**What needs to be done**: Could you render every one of the rows below as a numbered list, dropping the blank lines and leaving the pictures out?

****************************************

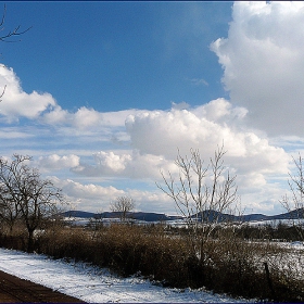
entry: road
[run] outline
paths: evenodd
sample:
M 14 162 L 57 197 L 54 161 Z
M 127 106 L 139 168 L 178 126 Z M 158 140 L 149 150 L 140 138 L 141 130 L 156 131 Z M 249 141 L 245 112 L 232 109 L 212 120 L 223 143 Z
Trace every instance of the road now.
M 0 271 L 0 303 L 86 303 Z

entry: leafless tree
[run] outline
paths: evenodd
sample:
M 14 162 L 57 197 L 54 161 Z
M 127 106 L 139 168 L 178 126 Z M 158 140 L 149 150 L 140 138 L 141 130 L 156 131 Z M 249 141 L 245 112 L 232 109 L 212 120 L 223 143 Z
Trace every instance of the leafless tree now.
M 37 168 L 28 165 L 31 159 L 14 154 L 12 161 L 0 159 L 0 214 L 11 223 L 20 218 L 28 235 L 27 250 L 33 251 L 34 232 L 59 214 L 63 204 L 61 189 L 42 179 Z
M 280 200 L 281 205 L 287 212 L 292 213 L 290 219 L 293 226 L 296 228 L 301 240 L 304 241 L 303 230 L 301 229 L 301 220 L 304 220 L 304 167 L 303 159 L 299 153 L 297 159 L 292 159 L 295 166 L 295 173 L 289 174 L 289 189 L 291 198 L 286 194 Z
M 199 150 L 190 150 L 190 156 L 181 156 L 179 151 L 175 161 L 178 177 L 161 172 L 164 185 L 157 187 L 175 202 L 188 226 L 190 239 L 200 258 L 203 244 L 219 221 L 221 213 L 229 212 L 237 203 L 236 176 L 224 166 L 224 145 L 218 148 L 207 165 Z
M 18 41 L 21 41 L 20 39 L 15 39 L 15 38 L 22 36 L 26 31 L 28 31 L 31 28 L 31 26 L 27 27 L 26 29 L 21 29 L 21 25 L 18 25 L 16 27 L 14 27 L 13 30 L 9 30 L 9 31 L 4 33 L 4 30 L 5 30 L 5 26 L 4 26 L 5 17 L 7 17 L 7 5 L 4 4 L 2 18 L 1 18 L 1 22 L 0 22 L 0 33 L 3 33 L 3 34 L 0 35 L 0 41 L 1 42 L 18 42 Z M 7 89 L 7 85 L 2 89 L 2 92 L 0 93 L 0 101 L 1 101 L 1 98 L 5 93 L 5 89 Z
M 117 212 L 122 221 L 125 221 L 128 217 L 128 213 L 135 208 L 135 201 L 130 197 L 118 197 L 111 203 L 110 210 Z
M 0 31 L 4 31 L 5 30 L 5 27 L 4 27 L 5 17 L 7 17 L 7 5 L 4 4 L 2 20 L 1 20 L 1 23 L 0 23 Z M 9 30 L 5 34 L 2 34 L 0 36 L 0 41 L 3 41 L 3 42 L 16 42 L 16 41 L 20 41 L 20 40 L 11 40 L 11 38 L 18 37 L 18 36 L 23 35 L 23 34 L 25 34 L 26 31 L 28 31 L 30 28 L 31 28 L 31 26 L 22 30 L 21 29 L 21 25 L 18 25 L 13 30 Z

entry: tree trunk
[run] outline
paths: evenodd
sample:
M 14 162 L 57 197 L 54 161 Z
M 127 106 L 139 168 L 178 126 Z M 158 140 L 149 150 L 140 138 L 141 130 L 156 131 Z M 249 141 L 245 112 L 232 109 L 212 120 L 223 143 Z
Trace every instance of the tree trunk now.
M 27 252 L 34 252 L 34 230 L 28 230 Z

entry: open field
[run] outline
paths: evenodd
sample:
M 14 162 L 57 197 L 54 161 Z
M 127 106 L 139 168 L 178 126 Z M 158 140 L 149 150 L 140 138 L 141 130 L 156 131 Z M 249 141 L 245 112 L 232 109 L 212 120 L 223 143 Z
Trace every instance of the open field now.
M 88 303 L 243 303 L 203 289 L 168 289 L 140 277 L 121 278 L 86 263 L 0 249 L 0 269 Z M 55 299 L 54 299 L 55 300 Z M 53 301 L 55 302 L 55 301 Z

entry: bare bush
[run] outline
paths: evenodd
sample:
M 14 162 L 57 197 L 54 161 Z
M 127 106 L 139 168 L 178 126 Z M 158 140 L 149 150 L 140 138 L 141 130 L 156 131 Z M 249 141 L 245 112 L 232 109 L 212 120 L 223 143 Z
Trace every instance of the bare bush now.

****************************************

**Written reply**:
1. entry: road
2. [run] outline
3. paths: evenodd
4. sample:
5. M 14 162 L 57 197 L 54 161 Z
6. M 127 106 L 139 168 L 178 126 Z M 158 140 L 149 150 L 140 138 L 141 130 L 156 131 Z M 249 141 L 245 112 L 232 109 L 212 120 L 223 143 Z
7. Trace every instance of the road now.
8. M 0 271 L 0 303 L 86 303 Z
9. entry: leafless tree
10. [run] outline
11. paths: evenodd
12. sample:
13. M 14 162 L 57 197 L 54 161 Z
14. M 127 106 L 139 168 L 178 126 Z M 158 140 L 149 150 L 140 138 L 141 130 L 156 131 Z M 249 141 L 245 112 L 232 109 L 212 120 L 223 143 Z
15. Trace every instance of the leafless tree now.
16. M 37 168 L 28 165 L 31 159 L 14 154 L 12 161 L 0 159 L 0 214 L 11 223 L 20 218 L 28 235 L 27 250 L 33 251 L 34 232 L 59 214 L 63 204 L 61 189 L 42 179 Z
17. M 280 200 L 281 205 L 287 212 L 292 213 L 290 219 L 293 226 L 296 228 L 301 240 L 304 241 L 303 230 L 301 229 L 301 220 L 304 220 L 304 167 L 303 159 L 299 153 L 297 159 L 292 159 L 295 166 L 295 173 L 289 174 L 289 189 L 291 198 L 286 194 Z
18. M 199 150 L 190 150 L 190 156 L 181 156 L 179 151 L 175 161 L 178 177 L 161 172 L 164 185 L 157 187 L 175 202 L 188 226 L 190 239 L 200 258 L 203 244 L 219 221 L 221 213 L 229 212 L 237 203 L 236 176 L 224 166 L 224 145 L 218 148 L 207 165 Z
19. M 18 41 L 21 41 L 20 39 L 15 39 L 15 38 L 22 36 L 26 31 L 28 31 L 31 28 L 31 26 L 27 27 L 26 29 L 21 29 L 21 25 L 18 25 L 16 27 L 14 27 L 13 30 L 9 30 L 9 31 L 4 33 L 4 30 L 5 30 L 5 26 L 4 26 L 5 17 L 7 17 L 7 5 L 4 4 L 2 18 L 1 18 L 1 22 L 0 22 L 0 33 L 3 33 L 3 34 L 0 35 L 0 41 L 1 42 L 18 42 Z M 7 89 L 7 85 L 2 89 L 2 92 L 0 93 L 0 101 L 1 101 L 1 98 L 5 93 L 5 89 Z
20. M 117 212 L 122 221 L 125 221 L 128 217 L 128 213 L 135 208 L 135 201 L 130 197 L 118 197 L 111 203 L 110 210 Z
21. M 0 31 L 4 31 L 5 30 L 5 27 L 4 27 L 5 17 L 7 17 L 7 5 L 4 4 L 2 20 L 1 20 L 1 23 L 0 23 Z M 9 30 L 5 34 L 2 34 L 0 36 L 0 41 L 3 41 L 3 42 L 16 42 L 16 41 L 20 41 L 20 40 L 11 40 L 11 38 L 18 37 L 18 36 L 23 35 L 23 34 L 25 34 L 26 31 L 28 31 L 30 28 L 31 28 L 31 26 L 22 30 L 21 29 L 21 25 L 18 25 L 13 30 Z
22. entry: tree trunk
23. [run] outline
24. paths: evenodd
25. sample:
26. M 14 162 L 57 197 L 54 161 Z
27. M 127 106 L 139 168 L 178 126 Z M 158 140 L 149 150 L 140 138 L 141 130 L 156 131 Z M 249 141 L 245 112 L 232 109 L 212 120 L 223 143 Z
28. Trace every instance of the tree trunk now.
29. M 27 252 L 34 252 L 34 230 L 28 230 Z
30. entry: open field
31. [run] outline
32. paths: evenodd
33. sample:
34. M 14 162 L 57 197 L 54 161 Z
35. M 127 106 L 139 168 L 178 126 Z M 158 140 L 149 150 L 140 138 L 141 130 L 156 131 Z M 249 141 L 245 112 L 232 109 L 212 120 L 223 143 Z
36. Trace every instance of the open field now.
37. M 88 303 L 243 303 L 203 289 L 168 289 L 140 277 L 121 278 L 86 263 L 0 249 L 0 269 Z M 55 299 L 54 299 L 55 300 Z M 53 301 L 55 302 L 55 301 Z
38. entry: bare bush
39. [run] outline
40. paths: evenodd
41. sample:
42. M 14 162 L 57 197 L 54 161 Z
43. M 127 106 L 139 168 L 178 126 Z M 158 140 L 149 150 L 140 138 L 141 130 L 156 131 Z M 249 141 L 245 112 L 232 109 L 212 120 L 223 143 Z
44. Trace every instance of the bare bush now.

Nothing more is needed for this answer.